TASKS TO PERFORM ->
• A. In the times tables text, what is 39 divided by 7?
• B. List every number in the counting-up-in-fives sequence shown in the times tables text.
• C. From the times tables text, output the stretch from "Knowing times tables is" through "make maths easier.".

Knowing times tables is very important for children for many reasons. Perhaps the most obvious is that it saves time when calculating.

If a child has to count up in fives and count on fingers to know how many lots have been counted (i.e. 5, 10, 15, 20, 25, 30) it is going to take them a whole lot longer than knowing the answer ‘off by heart’. Knowing times tables up to at least 10 times 10 is an incredibly powerful tool and really does make maths easier.

Just as important is that the knowledge of times tables is needed to work out any written multiplication or division, whether the long or short method is used. Divide 39 by 7 for example. If we know that 5 times 7 is 35 then it is easy to see that 39 divided by 7 is 5 remainder 4. If we don’t know that 5 x 7 is 35 then the problem gets a whole lot harder. Not knowing these facts is a major reason why many children and indeed adults think that they are no good at maths and why division is one of the main problem areas in teaching maths.

The introduction to algebra also needs a good knowledge of times tables.

C = 6. What is 7C + 3? Easy if you know that 6 x 7 is 42. Just add another 3 to make 45.

Source records:

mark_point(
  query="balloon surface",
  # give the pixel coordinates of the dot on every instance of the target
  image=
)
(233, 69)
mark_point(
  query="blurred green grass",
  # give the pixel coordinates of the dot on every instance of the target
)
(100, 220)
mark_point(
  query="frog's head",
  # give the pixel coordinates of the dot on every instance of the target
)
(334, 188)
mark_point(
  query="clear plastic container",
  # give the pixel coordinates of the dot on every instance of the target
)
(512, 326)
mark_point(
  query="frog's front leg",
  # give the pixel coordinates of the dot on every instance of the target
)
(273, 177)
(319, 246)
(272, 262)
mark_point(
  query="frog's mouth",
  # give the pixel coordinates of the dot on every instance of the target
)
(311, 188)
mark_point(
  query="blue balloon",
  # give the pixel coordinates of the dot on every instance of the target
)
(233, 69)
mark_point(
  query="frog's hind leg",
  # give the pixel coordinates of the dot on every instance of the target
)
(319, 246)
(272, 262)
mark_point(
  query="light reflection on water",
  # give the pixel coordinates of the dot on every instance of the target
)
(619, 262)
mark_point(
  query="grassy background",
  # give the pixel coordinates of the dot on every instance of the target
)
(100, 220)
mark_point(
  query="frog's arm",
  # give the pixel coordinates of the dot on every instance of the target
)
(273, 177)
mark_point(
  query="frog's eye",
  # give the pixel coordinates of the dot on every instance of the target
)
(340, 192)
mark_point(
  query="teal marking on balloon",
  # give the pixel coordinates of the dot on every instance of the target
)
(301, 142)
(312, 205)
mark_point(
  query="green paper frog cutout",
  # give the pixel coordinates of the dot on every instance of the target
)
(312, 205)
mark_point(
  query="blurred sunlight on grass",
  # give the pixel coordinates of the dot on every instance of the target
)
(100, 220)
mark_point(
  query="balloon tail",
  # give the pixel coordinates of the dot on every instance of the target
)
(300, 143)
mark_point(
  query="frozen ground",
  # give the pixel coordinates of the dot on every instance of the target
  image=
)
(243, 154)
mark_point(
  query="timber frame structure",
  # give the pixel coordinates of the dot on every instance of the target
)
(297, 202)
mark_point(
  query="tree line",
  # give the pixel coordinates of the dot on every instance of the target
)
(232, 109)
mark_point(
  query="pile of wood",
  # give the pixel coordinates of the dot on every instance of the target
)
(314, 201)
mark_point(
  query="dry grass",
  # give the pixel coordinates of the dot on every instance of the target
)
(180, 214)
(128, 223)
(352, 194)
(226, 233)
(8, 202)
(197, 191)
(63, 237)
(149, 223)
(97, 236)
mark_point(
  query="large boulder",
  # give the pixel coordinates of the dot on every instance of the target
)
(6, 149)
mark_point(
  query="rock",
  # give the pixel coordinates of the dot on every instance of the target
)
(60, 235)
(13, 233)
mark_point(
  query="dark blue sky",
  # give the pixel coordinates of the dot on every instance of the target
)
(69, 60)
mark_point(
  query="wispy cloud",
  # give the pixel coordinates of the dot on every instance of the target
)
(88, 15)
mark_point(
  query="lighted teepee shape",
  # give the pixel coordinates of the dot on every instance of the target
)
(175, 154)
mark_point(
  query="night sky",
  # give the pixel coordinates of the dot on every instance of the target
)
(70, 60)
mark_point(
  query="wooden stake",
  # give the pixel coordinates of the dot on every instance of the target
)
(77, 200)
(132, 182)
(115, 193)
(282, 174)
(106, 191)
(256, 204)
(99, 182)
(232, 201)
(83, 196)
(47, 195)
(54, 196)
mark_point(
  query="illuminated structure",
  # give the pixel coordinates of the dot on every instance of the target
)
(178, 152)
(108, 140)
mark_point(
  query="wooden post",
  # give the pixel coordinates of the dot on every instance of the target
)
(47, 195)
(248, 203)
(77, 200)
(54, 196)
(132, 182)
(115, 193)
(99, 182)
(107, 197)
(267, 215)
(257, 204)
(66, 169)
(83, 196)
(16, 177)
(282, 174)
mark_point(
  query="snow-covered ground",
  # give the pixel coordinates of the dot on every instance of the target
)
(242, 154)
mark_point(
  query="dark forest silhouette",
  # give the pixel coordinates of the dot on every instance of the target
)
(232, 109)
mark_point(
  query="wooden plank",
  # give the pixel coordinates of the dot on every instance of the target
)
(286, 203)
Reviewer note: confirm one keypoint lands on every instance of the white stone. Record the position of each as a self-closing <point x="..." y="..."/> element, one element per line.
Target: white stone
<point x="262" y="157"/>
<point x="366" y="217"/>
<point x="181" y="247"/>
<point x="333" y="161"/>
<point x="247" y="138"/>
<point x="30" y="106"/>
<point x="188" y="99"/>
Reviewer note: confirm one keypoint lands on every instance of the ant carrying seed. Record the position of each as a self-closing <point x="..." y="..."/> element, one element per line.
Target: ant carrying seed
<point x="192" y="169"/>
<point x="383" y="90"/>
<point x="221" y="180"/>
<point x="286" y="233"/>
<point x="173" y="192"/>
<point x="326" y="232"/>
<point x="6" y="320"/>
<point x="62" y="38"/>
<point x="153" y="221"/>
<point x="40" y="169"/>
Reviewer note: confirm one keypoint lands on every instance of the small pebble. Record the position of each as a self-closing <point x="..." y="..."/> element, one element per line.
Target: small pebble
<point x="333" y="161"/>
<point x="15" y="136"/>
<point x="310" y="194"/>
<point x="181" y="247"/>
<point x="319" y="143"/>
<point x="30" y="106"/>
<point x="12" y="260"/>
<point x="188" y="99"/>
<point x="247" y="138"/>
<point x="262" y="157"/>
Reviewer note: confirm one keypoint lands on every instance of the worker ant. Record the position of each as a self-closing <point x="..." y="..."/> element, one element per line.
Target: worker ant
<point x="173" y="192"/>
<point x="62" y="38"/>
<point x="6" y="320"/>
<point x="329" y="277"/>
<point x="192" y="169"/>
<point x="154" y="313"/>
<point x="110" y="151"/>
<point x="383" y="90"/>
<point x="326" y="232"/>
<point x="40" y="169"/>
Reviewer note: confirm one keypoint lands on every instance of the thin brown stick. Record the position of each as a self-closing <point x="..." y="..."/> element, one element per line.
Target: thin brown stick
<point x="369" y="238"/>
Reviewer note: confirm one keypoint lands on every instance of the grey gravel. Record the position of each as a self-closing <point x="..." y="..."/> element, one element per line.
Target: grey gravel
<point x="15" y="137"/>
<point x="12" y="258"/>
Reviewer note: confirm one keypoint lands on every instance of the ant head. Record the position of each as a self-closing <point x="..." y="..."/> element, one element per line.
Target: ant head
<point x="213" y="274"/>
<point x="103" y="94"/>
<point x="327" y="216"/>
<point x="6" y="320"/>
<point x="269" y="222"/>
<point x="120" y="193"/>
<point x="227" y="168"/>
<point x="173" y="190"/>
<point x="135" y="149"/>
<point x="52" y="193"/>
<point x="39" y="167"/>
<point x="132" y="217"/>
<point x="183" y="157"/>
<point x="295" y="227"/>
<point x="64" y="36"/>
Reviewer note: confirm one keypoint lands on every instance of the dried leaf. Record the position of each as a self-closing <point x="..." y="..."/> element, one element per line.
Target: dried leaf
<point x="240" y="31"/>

ANSWERS TO THE EXERCISE ->
• A. 5 remainder 4.

• B. 5, 10, 15, 20, 25, 30

• C.
Knowing times tables is very important for children for many reasons. Perhaps the most obvious is that it saves time when calculating.

If a child has to count up in fives and count on fingers to know how many lots have been counted (i.e. 5, 10, 15, 20, 25, 30) it is going to take them a whole lot longer than knowing the answer ‘off by heart’. Knowing times tables up to at least 10 times 10 is an incredibly powerful tool and really does make maths easier.